→ **Labeled-object pointing entries**:
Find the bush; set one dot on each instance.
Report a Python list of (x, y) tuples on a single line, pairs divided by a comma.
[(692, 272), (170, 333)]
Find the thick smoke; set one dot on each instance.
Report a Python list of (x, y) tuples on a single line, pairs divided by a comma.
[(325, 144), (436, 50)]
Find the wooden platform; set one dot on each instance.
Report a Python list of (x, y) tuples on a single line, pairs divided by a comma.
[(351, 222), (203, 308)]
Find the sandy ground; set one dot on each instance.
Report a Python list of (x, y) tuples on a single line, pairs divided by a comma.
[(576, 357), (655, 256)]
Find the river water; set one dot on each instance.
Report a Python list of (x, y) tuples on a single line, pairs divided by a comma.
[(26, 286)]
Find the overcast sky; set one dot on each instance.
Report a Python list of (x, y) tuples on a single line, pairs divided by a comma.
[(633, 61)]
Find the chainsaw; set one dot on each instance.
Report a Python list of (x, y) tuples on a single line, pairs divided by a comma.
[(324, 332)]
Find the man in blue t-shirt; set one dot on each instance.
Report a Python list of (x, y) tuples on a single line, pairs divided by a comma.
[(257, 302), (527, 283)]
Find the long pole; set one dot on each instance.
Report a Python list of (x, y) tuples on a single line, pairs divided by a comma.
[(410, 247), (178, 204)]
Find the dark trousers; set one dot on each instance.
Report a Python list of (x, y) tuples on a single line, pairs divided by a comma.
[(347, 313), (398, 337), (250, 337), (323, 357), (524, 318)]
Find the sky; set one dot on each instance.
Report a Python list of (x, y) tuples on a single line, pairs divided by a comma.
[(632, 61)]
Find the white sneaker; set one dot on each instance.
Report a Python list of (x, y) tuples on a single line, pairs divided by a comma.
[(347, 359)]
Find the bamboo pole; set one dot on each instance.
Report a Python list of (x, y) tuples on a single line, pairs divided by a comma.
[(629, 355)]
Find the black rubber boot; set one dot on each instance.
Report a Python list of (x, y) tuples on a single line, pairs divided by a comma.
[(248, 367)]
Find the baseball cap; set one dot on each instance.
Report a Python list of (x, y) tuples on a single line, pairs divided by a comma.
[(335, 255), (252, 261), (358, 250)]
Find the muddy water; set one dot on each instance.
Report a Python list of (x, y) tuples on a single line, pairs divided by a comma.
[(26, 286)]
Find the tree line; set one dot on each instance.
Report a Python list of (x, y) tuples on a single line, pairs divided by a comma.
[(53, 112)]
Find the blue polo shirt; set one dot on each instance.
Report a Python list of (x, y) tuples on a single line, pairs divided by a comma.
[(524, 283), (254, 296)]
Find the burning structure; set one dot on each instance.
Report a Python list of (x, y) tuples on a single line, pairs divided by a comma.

→ **Set task**:
Copy out the rows above without any change, everything from the line containing "Find the thick" down to the line containing "[(410, 247), (178, 204)]", including both of those lines.

→ **Expected answer**:
Find the thick smoke; set one dot on each instance.
Report a Python list of (x, y) tuples on a single line, pairs divided by a comma.
[(325, 144), (436, 50)]
Find the wooden platform; set one dot on each instance.
Report a Python list of (x, y) tuples on a single line, pairs divided by a comma.
[(351, 222), (203, 308)]
Find the sandy ground; set one dot on each instance.
Report a Python list of (x, y) tuples on a single line, pairs divided by a comma.
[(576, 357), (655, 256)]
Find the river water; set one dot on each instance.
Report a Python list of (x, y) tuples on a single line, pairs divided by a comma.
[(26, 286)]
Find the overcast sky; set one dot on each instance.
Report a Python list of (x, y) tuples on a single line, pairs divided by a comma.
[(633, 61)]
Find the chainsaw; set one dot on each instance.
Report a Python list of (x, y) tuples on a single line, pairs divided by a comma.
[(324, 332)]
Find the man in blue t-shirt; set one dot on each instance.
Report a Python list of (x, y) tuples on a single line, pairs divided by a comma.
[(257, 302), (527, 283)]
Find the long pole; set one dot on each instance.
Report a Python list of (x, y) tuples on a single line, pairs divided by a comma.
[(410, 247), (178, 204)]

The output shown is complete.